#### Text segment ####

# The Front Door



## enc

I'd been planning on giving this UPVC door a makeover For some time and as im running out of jobs.... the time was right :lol:

Heres the door i think its about 7 years old.. still in good nick though the frame around the glass is discoloring slightly and i hate the brass effect ironware.










yuck,,,



















I picked up some enamel aerosol from ebay. I havent a clue how hard wearing this stuff is but, i have nothing to loose... if it doesn't last i can replace the metal work later.










The metalwork is anodised aluminum. Ready for flatting with 600 grit and wire wool










doesnt look too bad...for now 




























Time to gather the tackle ...










The door was washed down with sugar soap and dried it was then wiped over with methylated spirit and dried off.
To key the door for paint it was flatted with wire wool and 600 grit sandpaper, brushed off then wiped down again with meths before a final wipe over with a tack cloth.










The door numbers wont be replaced so the screw holes were filled with isopon plastic filler


----------



## enc

Masking up ...



















This is the paint i used ... its fantastic stuff...










id bought a mini roller but as the door has a "grain" i gained better results using a brush


----------



## N16k_W

Looks great. Much more modern and a lot cheaper than replacing the door


----------



## Kev.O

That looks amazing. Gutted I have a smooth PVC door otherwise I would be doing that too.


----------



## petemattw

Kev.O said:


> That looks amazing. Gutted I have a smooth PVC door otherwise I would be doing that too.


You can paint for pvc doors! Just did my girlfriends


----------



## enc

Kev.O said:


> That looks amazing. Gutted I have a smooth PVC door otherwise I would be doing that too.


The paint works on all surfaces and materials. will be fine on smooth UPVC. I also did my widow sills (not frames) which are concrete. ill get some pics tomorrow when its light


----------



## VW STEVE.

Looks great & right up to date. The brass ironware does look old these days.


----------



## Steveom2

Blimey what a brilliant transformation 👍


----------



## WHIZZER

looks great where did you get the paint from ?


----------



## enc

WHIZZER said:


> looks great where did you get the paint from ?


Thanks mate. ordered paint from Glenwood Paint supplies through Amazon. 
They said it could be up to 10 days delivery but was here within 4 days.


----------



## enc

all trim now installed..










even polished and sealed the letterbox


----------



## Kev_mk3

looks totally new fantastic stuff


----------



## RS3

Looks so much better. Good Job:thumb:


----------



## Russ

Awesome, looks brand new, ultra modern.


----------



## Andyblue

That looks amazing, excellent job, well done...


----------



## nbray67

That Bedec paint is supposed to be excellent paint, not cheap mind but very good. Toolstation stock this brand also.

Cracking transformation indeed.


----------



## James_R

Lovely stuff enc

The finish you have by brush is really good.
The grain in the door still looks proper.

Nice work, hats off on the painting of the door furniture too.

####

_Written request A_. Reproduce the stretch of the door-painting thread from "The paint works" through "## VW STEVE.".

#### Information given ####

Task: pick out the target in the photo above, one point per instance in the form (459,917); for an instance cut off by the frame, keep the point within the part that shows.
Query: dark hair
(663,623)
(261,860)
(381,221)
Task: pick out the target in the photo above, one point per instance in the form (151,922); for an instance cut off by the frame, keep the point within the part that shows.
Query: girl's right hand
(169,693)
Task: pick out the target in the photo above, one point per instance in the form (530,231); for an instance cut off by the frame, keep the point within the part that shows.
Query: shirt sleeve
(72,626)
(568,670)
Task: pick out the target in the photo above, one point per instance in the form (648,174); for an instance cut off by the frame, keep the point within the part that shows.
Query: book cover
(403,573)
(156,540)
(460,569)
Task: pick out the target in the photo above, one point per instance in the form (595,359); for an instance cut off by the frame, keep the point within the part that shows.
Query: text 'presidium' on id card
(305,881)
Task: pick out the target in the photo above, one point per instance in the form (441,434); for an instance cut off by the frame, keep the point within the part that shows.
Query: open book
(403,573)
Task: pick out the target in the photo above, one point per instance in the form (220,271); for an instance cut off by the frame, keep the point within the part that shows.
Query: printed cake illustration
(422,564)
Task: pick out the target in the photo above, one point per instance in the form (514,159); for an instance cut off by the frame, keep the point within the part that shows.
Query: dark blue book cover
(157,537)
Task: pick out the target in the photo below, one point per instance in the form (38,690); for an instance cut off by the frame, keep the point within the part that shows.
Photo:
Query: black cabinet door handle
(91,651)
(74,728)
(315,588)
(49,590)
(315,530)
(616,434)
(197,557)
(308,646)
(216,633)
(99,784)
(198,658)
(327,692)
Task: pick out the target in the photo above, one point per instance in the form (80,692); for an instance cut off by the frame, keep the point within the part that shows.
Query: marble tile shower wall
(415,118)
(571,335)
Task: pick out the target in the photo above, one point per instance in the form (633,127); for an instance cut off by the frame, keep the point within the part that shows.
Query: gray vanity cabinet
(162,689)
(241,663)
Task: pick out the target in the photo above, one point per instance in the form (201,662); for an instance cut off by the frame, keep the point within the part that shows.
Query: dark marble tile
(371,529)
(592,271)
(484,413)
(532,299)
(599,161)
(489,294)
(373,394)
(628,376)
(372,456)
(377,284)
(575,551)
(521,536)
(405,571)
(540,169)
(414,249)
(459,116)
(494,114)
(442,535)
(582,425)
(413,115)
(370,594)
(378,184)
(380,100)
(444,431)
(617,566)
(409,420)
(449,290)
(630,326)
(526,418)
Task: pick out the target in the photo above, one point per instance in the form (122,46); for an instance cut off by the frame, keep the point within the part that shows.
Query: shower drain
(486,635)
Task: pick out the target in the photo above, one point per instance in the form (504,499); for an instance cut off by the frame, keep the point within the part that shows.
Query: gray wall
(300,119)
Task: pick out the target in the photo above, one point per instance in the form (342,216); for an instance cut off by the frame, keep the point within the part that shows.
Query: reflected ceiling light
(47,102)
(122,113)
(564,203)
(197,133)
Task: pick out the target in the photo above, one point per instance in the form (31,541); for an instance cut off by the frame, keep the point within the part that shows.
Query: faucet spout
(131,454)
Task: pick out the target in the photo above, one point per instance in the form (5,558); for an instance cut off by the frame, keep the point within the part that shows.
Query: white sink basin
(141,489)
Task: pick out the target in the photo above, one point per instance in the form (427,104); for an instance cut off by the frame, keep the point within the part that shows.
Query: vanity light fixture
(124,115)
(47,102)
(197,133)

####

_Written request B_. Pull out every line of the listing that contains the word "cover".

_Task result A_.
The paint works on all surfaces and materials. will be fine on smooth UPVC. I also did my widow sills (not frames) which are concrete. ill get some pics tomorrow when its light


----------



## VW STEVE.

_Task result B_.
Query: book cover
Query: dark blue book cover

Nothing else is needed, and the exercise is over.